*Task directions*.
In the review of the Metal Machine Music DVD, what use does the reviewer say the DVD will likely serve?

*Selected text*.

________

Metal Machine Music argues that industrial music evolved out of a fusion of punk and electronic music in Britain in the 1970s, grew in influence in the United States through the late 1980s and early 1990s, and effectively culminated with Reznor and NIN, who commercialized it in the 1990s. NIN is credited with tempering the genre's aggression and harsh, dehumanized sounds with more accessible timbres, danceable beats and more emotional and poetic lyrics. The film begins in the 1970s, seeking the origins of industrial music in both punk rock—citing the Sex Pistols and punk's DIY ethos—and in experimental European bands like Cabaret Voltaire, Kraftwerk, and Throbbing Gristle, who included electronic sounds, often reminiscent of factory noises, in their music. The film's historical narrative jumps from the U.K. to the U.S., examining a small collection of groups that shaped the American industrial music scene, including the industrial-metal band Ministry and its offshoots, and NIN. The latter part of the DVD focuses on Reznor's life and music, placing him among the key creative figures in the development of a contemporary industrial music aesthetic and offering criticism and interpretation of individual albums and songs.
While Metal Machine Music offers a much-needed portrait of an often-overlooked musical genre, it falls short on several counts. The historical context provided is deceptively narrow, and either entirely omits or gives only cursory mention to a number of bands—for example, Killing Joke, Joy Division, Bauhaus, Kraftwerk, and Skinny Puppy—that were essential to the development of industrial rock and that directly influenced NIN. The socio-cultural analysis offered in the film—suggesting that that industrial music arose as a response to "pop," is driven by "rage," and reflects the ennui and hopelessness felt by young musicians living in America's "rust belt" in the 1990s—is rather shallow and facile. Metal Machine Music's gravest oversight is that it focuses on pop biography and so never really gets to the most interesting aspect of its subject, namely industrial music itself: how it is made, and how its evolution is symbiotically linked to the evolution of the drum machine, synthesizer, sequencer, sampler and other the other digital technologies so central to the compositional ethos and aesthetic of bands like NIN.
This DVD will likely be of use as a resource for introductory popular music courses, but lacks the depth and analysis that might attract musicologists and cultural historians/theorists interested in popular music.

________

*Data excerpt*.

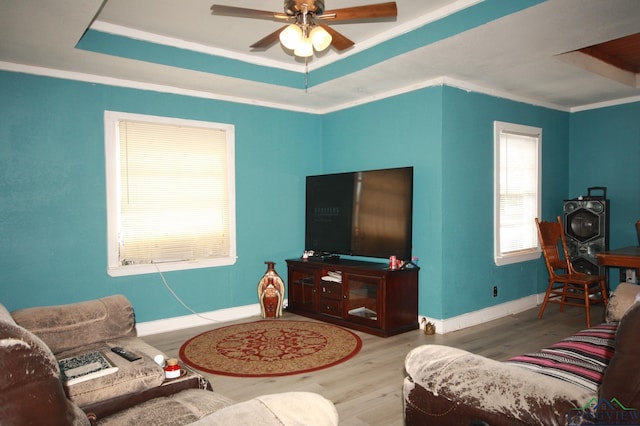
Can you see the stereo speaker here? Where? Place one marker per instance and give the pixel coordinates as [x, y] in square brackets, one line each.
[586, 227]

________

*Solved problem*.
As a resource for introductory popular music courses.